Requirement:
Below are records to be reproduced exactly and in full.

-*-*-

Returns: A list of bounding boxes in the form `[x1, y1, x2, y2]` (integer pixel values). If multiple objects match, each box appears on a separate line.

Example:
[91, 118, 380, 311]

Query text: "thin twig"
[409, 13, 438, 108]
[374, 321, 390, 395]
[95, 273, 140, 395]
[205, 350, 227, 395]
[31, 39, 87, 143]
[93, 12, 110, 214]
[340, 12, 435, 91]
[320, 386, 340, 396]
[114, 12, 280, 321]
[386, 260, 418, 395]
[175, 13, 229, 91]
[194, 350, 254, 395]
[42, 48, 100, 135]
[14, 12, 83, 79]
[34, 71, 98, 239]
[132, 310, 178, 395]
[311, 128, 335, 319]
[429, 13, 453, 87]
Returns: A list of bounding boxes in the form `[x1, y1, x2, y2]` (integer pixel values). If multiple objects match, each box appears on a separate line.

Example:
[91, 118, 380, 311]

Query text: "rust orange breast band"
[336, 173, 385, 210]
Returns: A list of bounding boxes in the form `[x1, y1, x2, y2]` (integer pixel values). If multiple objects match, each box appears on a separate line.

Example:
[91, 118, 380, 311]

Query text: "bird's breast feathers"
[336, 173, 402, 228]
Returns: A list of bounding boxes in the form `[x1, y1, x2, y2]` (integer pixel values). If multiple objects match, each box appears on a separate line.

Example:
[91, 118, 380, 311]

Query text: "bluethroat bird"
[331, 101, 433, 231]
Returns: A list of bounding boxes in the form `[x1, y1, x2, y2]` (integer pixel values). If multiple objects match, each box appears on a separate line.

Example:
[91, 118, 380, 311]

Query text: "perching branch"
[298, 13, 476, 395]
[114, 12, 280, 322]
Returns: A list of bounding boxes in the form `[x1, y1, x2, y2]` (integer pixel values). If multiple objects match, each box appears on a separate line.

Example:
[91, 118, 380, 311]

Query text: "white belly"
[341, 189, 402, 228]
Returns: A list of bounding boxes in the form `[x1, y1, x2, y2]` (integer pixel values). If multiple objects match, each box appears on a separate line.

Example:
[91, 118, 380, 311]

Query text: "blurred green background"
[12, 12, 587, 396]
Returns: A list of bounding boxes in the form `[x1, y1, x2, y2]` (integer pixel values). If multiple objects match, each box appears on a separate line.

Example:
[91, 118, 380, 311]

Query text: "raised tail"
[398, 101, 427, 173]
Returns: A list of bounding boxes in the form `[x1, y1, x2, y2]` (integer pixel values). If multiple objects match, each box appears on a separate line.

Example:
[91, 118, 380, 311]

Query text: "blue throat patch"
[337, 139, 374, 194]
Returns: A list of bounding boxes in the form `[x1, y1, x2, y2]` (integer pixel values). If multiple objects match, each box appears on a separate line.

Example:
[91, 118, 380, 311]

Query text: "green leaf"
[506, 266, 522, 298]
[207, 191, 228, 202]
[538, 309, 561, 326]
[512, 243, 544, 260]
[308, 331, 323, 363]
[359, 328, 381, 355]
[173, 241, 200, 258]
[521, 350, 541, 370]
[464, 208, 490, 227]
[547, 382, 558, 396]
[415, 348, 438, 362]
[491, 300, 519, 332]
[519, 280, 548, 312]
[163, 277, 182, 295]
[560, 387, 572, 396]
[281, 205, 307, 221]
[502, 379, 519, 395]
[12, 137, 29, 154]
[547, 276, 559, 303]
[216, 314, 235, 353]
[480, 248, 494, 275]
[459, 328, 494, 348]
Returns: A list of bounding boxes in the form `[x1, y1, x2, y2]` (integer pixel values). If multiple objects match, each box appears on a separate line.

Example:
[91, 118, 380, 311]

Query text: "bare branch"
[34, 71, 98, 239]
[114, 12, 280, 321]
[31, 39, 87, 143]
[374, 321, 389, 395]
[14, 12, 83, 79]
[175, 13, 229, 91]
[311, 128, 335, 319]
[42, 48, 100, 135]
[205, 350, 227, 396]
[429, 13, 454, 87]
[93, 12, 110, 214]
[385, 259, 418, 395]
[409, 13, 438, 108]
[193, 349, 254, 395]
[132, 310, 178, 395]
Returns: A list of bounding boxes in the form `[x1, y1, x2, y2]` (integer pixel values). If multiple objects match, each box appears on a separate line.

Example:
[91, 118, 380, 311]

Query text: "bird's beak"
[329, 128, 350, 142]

-*-*-

Result for this exercise:
Returns: A list of bounding boxes in the form `[x1, y1, x2, y2]` (integer pixel values). If multiple objects match, each box appears on a separate line.

Example:
[91, 118, 380, 311]

Query text: "thin twig"
[409, 13, 438, 108]
[374, 321, 390, 395]
[95, 273, 140, 395]
[205, 350, 227, 395]
[31, 39, 87, 143]
[93, 12, 110, 214]
[340, 12, 435, 91]
[320, 386, 340, 396]
[114, 12, 280, 321]
[386, 260, 418, 395]
[175, 13, 229, 91]
[194, 350, 254, 395]
[42, 48, 100, 135]
[14, 12, 83, 79]
[34, 71, 98, 239]
[132, 310, 178, 395]
[311, 128, 335, 319]
[429, 13, 453, 87]
Returns: A list of bounding boxes in the form `[x1, y1, x2, y2]` (integer pixel values). If multiple objects match, each box appears on a separate line.

Example:
[91, 118, 380, 311]

Query text: "rust orange breast band"
[336, 173, 385, 210]
Returns: A list of bounding boxes in the form `[x1, y1, x2, y2]` (integer pixel values). If multiple objects match, each box appears on a separate line.

Example:
[91, 118, 380, 311]

Query text: "bird's breast feathers"
[336, 173, 402, 228]
Returns: A list of bounding boxes in the form `[x1, y1, x2, y2]` (integer pixel values). If multiple objects match, each box appears on a separate line.

Example:
[91, 118, 380, 311]

Query text: "bluethroat bird"
[331, 101, 433, 231]
Returns: A list of bounding boxes in the form `[x1, y1, x2, y2]` (integer pixel values). If multiple objects match, each box appears on a separate line.

Example:
[91, 118, 380, 311]

Query text: "perching branch"
[298, 13, 476, 395]
[114, 12, 280, 322]
Returns: A list of bounding boxes in the form `[x1, y1, x2, y2]` (integer pixel values). If multiple objects match, each box appears on a separate line.

Example:
[91, 118, 380, 311]

Query text: "white belly"
[341, 189, 402, 228]
Returns: A list of bounding boxes in the form `[x1, y1, x2, y2]` (integer pixel values). If multiple objects match, each box appears on a separate line.

Example:
[91, 118, 380, 311]

Query text: "blurred green background"
[12, 12, 587, 396]
Returns: A list of bounding boxes in the form `[x1, y1, x2, y2]` (integer pixel values). If multiple objects match, each box appears on a separate line.

Example:
[91, 118, 380, 311]

Query text: "raised tail"
[398, 101, 427, 173]
Returns: A list of bounding boxes in the form `[x1, y1, x2, y2]` (integer pixel values). If multiple objects match, each box appears on a separate line.

Example:
[91, 118, 380, 311]

Query text: "blue throat patch"
[337, 139, 374, 194]
Returns: A list of bounding boxes in the form `[x1, y1, x2, y2]` (integer pixel values). If multiple objects match, each box appears on a separate line.

Example:
[91, 118, 380, 311]

Query text: "green leaf"
[506, 266, 522, 298]
[207, 191, 228, 202]
[538, 309, 561, 326]
[512, 243, 544, 260]
[308, 331, 323, 363]
[359, 328, 381, 355]
[173, 241, 200, 258]
[521, 350, 541, 370]
[464, 208, 490, 227]
[547, 382, 558, 396]
[415, 348, 438, 362]
[491, 300, 519, 332]
[519, 280, 548, 312]
[163, 277, 182, 295]
[560, 387, 572, 396]
[281, 205, 307, 221]
[502, 379, 519, 395]
[12, 137, 29, 154]
[547, 276, 559, 303]
[216, 314, 235, 353]
[480, 248, 494, 275]
[459, 328, 494, 348]
Returns: A list of bounding boxes in the form `[x1, y1, x2, y2]` (integer pixel values). If multiple objects match, each box appears on a separate line.

Example:
[91, 118, 380, 311]

Query text: "bare branch"
[34, 71, 98, 239]
[114, 12, 280, 321]
[31, 39, 87, 143]
[374, 321, 389, 395]
[14, 12, 83, 79]
[175, 13, 229, 91]
[311, 128, 335, 319]
[42, 48, 100, 135]
[205, 350, 227, 396]
[429, 13, 454, 87]
[93, 12, 110, 214]
[385, 259, 418, 395]
[409, 13, 438, 108]
[193, 349, 254, 395]
[132, 310, 178, 395]
Returns: A list of bounding boxes in the form `[x1, y1, x2, y2]` (integer pixel values). If multiple objects match, each box appears on a separate line.

Example:
[91, 118, 380, 311]

Query text: "bird's beak"
[329, 128, 350, 142]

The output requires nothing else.